- _Raw data_
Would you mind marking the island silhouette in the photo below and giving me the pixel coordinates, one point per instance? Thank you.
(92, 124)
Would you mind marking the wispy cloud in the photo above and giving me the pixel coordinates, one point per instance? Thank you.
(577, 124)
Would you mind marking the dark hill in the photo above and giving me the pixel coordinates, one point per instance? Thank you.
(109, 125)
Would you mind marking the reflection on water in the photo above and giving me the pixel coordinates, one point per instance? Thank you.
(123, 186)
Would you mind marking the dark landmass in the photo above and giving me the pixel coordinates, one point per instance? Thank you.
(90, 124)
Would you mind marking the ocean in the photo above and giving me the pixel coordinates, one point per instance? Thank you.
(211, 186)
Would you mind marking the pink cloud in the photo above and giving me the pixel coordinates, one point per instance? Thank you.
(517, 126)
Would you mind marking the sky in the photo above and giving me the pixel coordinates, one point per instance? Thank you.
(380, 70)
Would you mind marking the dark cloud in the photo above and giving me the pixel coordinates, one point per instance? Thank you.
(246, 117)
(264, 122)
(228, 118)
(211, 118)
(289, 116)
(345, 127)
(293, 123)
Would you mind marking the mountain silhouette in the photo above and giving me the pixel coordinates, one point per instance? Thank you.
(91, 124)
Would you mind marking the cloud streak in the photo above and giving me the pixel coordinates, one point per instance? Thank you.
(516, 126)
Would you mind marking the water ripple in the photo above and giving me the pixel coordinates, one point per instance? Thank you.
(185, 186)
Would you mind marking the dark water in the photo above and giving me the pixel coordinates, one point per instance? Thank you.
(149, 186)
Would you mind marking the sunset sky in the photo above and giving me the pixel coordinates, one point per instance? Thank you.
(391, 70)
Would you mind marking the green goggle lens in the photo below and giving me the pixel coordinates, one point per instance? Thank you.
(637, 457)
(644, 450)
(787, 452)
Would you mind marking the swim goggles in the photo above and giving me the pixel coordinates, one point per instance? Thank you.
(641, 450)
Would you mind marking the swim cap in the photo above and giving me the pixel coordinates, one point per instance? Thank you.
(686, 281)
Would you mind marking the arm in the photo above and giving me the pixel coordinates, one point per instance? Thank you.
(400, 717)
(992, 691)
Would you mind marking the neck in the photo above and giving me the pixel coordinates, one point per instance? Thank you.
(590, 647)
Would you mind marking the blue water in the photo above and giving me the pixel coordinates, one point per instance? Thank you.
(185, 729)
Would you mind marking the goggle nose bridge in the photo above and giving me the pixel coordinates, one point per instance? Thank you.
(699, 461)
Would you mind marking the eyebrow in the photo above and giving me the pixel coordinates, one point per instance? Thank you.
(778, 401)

- _Activity_
Your output should be an exact copy of every line from the one containing "Would you mind marking the sunset" through the end of the records.

- _Task answer_
Would you mind marking the sunset sky in the photo above and giving me the pixel coordinates, one point per instance? Thank you.
(391, 70)
Would you mind marking the green goggle lens in the photo below and giving me the pixel coordinates, one point per instance? Thank you.
(637, 457)
(644, 450)
(787, 452)
Would you mind marking the swim goggles in the photo above and giving me the pixel coordinates, one point per instance? Thank you.
(641, 450)
Would you mind marking the swim cap in the photo above and giving me the pixel coordinates, one point per instance? Thank you.
(686, 281)
Would you mind marking the arm in the photo above and giving me the pixel coordinates, one point per instance? Thank you.
(400, 717)
(992, 691)
Would you mind marking the neck in the photo above and giving me the pixel coordinates, one point per instance? Thank you.
(590, 647)
Would you mind marking the blue water in the photo above and giving me the pixel coordinates, one point per instance? Thank you.
(185, 729)
Would you mind marking the goggle nose bridge in the photo above and giving me the pixel coordinates, one point per instance? Thank you.
(699, 461)
Would you mind marking the eyebrow in the photo above and giving me the pixel coordinates, one point per instance? Thank you.
(778, 401)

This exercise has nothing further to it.